### Direction
Reproduce all of the material below word for word, omitting the pictures.

--- Begin ---

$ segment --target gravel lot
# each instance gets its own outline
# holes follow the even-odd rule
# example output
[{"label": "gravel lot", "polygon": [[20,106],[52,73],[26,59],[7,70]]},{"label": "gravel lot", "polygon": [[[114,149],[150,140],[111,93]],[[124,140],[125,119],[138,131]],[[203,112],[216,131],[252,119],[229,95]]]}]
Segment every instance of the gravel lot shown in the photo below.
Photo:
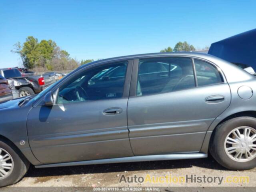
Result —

--- End ---

### Solution to this problem
$ segment --target gravel lot
# each instance gets its own outline
# holes follow the even-odd rule
# example output
[{"label": "gravel lot", "polygon": [[20,106],[52,73],[26,59],[7,70]]},{"label": "gravel lot", "polygon": [[[114,149],[150,140],[111,93]],[[124,140],[125,119],[138,131]],[[203,112],[216,131],[252,119],[229,95]]]}]
Segment every instance of the gravel lot shown in the photo below.
Photo:
Result —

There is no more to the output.